EXERCISE
From the line containing "Locate the laptop screen" down to the last line of the records below, copy every line exactly. Leave out everything before it.

=-=-=-=-=

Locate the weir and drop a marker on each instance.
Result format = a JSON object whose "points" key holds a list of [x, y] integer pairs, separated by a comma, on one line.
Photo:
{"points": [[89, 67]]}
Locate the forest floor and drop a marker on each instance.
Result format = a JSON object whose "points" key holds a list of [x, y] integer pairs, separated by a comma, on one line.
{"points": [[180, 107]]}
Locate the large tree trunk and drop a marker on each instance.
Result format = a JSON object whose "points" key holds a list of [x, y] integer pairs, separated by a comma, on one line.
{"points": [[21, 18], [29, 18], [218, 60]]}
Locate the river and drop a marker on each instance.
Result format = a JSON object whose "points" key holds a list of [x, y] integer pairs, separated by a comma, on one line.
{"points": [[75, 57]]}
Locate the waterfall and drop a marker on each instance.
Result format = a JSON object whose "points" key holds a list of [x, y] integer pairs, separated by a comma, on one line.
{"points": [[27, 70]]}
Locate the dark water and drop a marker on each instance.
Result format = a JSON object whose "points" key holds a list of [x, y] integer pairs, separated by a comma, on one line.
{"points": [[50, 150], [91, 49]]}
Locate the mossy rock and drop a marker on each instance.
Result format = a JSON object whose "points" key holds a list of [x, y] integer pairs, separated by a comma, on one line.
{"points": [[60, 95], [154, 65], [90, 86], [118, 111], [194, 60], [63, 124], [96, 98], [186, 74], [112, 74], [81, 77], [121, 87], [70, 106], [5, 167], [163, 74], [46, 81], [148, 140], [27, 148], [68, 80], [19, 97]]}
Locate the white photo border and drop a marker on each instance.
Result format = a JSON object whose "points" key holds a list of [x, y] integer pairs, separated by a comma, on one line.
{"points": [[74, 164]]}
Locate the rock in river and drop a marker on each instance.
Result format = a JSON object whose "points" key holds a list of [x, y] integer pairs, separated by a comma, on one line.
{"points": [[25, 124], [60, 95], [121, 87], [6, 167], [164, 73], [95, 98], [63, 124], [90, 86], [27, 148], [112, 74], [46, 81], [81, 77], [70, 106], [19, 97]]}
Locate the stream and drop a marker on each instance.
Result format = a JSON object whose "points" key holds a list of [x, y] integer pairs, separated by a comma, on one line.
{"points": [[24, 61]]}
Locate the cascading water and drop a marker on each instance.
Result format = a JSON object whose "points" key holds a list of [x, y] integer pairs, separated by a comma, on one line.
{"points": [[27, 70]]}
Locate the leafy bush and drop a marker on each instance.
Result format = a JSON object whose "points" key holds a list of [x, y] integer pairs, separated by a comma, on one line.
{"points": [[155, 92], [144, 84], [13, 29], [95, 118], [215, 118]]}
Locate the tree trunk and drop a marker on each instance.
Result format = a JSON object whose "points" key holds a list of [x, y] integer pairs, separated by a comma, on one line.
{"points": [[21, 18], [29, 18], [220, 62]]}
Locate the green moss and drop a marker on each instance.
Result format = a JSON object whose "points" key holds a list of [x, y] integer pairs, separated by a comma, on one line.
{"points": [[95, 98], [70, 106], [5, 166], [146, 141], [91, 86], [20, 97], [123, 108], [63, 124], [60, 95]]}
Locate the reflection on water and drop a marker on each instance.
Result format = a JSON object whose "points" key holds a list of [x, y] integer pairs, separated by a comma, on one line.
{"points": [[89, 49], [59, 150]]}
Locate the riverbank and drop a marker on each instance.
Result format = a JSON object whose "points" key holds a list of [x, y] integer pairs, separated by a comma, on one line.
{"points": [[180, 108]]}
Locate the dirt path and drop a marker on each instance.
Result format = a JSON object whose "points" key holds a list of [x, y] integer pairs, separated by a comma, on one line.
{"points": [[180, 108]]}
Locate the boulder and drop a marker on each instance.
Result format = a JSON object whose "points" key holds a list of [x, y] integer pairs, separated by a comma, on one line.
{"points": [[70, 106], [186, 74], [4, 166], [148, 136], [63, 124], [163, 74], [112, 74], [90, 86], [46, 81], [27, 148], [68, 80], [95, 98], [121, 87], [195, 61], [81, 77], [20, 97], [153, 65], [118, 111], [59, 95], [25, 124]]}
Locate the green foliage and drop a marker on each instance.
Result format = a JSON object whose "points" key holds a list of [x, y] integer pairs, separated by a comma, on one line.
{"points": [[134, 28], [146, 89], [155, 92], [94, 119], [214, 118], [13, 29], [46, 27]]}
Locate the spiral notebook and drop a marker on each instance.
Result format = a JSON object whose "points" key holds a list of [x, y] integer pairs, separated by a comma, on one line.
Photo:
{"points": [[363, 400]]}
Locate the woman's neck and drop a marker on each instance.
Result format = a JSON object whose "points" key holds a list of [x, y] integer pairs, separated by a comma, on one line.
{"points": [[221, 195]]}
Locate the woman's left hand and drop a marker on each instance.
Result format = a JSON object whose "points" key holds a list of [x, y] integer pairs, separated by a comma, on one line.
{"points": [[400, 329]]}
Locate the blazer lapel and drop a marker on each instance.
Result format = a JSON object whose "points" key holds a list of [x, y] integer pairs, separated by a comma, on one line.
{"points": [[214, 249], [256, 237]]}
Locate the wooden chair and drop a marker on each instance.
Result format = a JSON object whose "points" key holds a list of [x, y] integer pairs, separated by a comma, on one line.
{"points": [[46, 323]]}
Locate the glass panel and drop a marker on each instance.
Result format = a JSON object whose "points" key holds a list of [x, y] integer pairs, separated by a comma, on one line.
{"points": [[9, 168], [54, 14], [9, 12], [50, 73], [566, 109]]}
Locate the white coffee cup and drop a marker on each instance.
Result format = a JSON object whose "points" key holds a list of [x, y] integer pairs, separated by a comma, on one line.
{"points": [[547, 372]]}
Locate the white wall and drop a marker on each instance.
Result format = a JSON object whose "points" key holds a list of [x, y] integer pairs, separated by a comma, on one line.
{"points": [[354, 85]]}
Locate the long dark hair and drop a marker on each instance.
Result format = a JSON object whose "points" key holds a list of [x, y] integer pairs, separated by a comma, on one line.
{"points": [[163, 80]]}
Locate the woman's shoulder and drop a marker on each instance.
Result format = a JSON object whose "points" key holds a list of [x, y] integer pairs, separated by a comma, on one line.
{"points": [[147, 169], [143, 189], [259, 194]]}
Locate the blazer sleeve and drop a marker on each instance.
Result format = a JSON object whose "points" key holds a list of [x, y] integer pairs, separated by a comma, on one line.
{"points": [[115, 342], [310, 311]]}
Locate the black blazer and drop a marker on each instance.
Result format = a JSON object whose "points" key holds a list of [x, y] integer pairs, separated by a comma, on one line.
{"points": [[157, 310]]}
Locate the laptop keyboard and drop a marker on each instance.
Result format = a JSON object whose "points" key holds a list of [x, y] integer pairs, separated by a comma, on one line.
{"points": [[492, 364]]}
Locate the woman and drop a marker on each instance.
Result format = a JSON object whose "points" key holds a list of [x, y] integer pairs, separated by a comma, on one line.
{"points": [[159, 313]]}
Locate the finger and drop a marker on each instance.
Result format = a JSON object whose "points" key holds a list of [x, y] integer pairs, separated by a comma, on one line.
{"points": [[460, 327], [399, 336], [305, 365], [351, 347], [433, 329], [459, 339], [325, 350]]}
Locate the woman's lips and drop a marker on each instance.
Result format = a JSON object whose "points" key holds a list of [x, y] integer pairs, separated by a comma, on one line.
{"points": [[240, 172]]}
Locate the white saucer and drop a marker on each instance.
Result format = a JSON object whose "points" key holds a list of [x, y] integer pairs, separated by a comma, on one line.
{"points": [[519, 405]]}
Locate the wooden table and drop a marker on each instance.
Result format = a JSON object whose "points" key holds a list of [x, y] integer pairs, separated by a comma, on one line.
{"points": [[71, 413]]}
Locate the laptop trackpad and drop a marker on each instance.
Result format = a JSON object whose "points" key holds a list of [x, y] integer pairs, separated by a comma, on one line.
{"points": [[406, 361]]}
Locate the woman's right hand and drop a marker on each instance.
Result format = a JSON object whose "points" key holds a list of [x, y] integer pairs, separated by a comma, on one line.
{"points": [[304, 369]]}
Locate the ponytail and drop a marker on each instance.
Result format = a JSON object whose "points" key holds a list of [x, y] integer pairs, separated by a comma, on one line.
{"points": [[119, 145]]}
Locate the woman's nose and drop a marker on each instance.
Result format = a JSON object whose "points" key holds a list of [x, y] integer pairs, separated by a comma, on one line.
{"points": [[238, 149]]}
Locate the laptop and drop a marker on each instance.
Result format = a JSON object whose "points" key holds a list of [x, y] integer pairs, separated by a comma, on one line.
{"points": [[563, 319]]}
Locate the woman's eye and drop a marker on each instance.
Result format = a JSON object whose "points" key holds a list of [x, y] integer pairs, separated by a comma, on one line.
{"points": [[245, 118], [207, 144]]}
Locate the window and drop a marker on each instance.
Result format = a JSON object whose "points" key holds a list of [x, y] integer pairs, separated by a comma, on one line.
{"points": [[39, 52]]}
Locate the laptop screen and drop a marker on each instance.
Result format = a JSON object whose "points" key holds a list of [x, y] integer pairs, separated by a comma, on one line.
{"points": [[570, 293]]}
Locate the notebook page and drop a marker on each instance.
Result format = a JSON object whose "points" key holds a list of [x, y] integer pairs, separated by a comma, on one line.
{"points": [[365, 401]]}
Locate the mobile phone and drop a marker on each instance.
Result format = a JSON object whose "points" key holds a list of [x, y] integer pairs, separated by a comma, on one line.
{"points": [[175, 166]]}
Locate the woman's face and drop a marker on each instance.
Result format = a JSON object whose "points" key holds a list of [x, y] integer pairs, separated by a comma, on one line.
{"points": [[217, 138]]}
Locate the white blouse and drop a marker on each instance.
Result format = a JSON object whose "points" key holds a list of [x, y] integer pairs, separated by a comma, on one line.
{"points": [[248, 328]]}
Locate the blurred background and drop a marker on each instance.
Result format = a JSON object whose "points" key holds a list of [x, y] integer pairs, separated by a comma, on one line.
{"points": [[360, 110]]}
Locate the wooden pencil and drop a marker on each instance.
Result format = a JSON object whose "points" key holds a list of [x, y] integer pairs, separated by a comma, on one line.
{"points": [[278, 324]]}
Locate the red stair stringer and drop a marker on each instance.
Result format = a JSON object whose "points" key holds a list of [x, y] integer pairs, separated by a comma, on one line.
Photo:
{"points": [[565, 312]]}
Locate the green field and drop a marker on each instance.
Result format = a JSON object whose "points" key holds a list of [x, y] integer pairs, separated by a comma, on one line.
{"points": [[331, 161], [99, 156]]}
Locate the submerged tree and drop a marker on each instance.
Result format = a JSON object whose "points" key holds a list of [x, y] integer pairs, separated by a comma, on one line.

=-=-=-=-=

EXERCISE ANSWER
Locate the laptop screen and drop a marker on each instance.
Result format = a JSON object whose "points" key holds a list of [x, y] integer pairs, separated by a comma, on one line.
{"points": [[570, 293]]}
Locate the notebook page and drop a marker on each instance.
Result format = a JSON object whose "points" key holds a list of [x, y] integer pairs, separated by a comma, on one line.
{"points": [[365, 401]]}
Locate the mobile phone and drop a marker on each instance.
Result format = a JSON object whose "points" key holds a list of [x, y] integer pairs, separated by a comma, on one line.
{"points": [[175, 166]]}
Locate the woman's face and drop a marker on each instance.
Result format = a JSON object whose "points" key holds a list of [x, y] integer pairs, separated by a comma, on one line.
{"points": [[217, 138]]}
Locate the white blouse and drop a marker on each instance.
Result format = a JSON object whose "points" key holds a list of [x, y] integer pairs, separated by a comma, on one line.
{"points": [[248, 328]]}
Locate the blurred background and drop a marker on each instance.
Result format = a JSON object whose "points" key holds a list of [x, y] integer pairs, separated by a comma, on one line.
{"points": [[360, 110]]}
Locate the wooden pencil and drop a marker on each instance.
Result format = a JSON object whose "points" key holds a list of [x, y] integer pairs, separated by a comma, on one line.
{"points": [[278, 324]]}
Locate the red stair stringer and drop a marker on each instance.
Result format = a JSON object whose "points" key holds a list of [x, y] integer pairs, separated by a comma, on one line.
Photo:
{"points": [[565, 312]]}
Locate the green field and drop a marker on each instance.
Result format = a JSON object whose "points" key holds a list of [x, y] integer pairs, separated by a comma, on one line.
{"points": [[331, 161], [99, 156]]}
Locate the submerged tree and drop a marker on each instance.
Result format = a JSON object whose "points" key holds a list of [x, y] integer pairs, separated by a comma, on one line.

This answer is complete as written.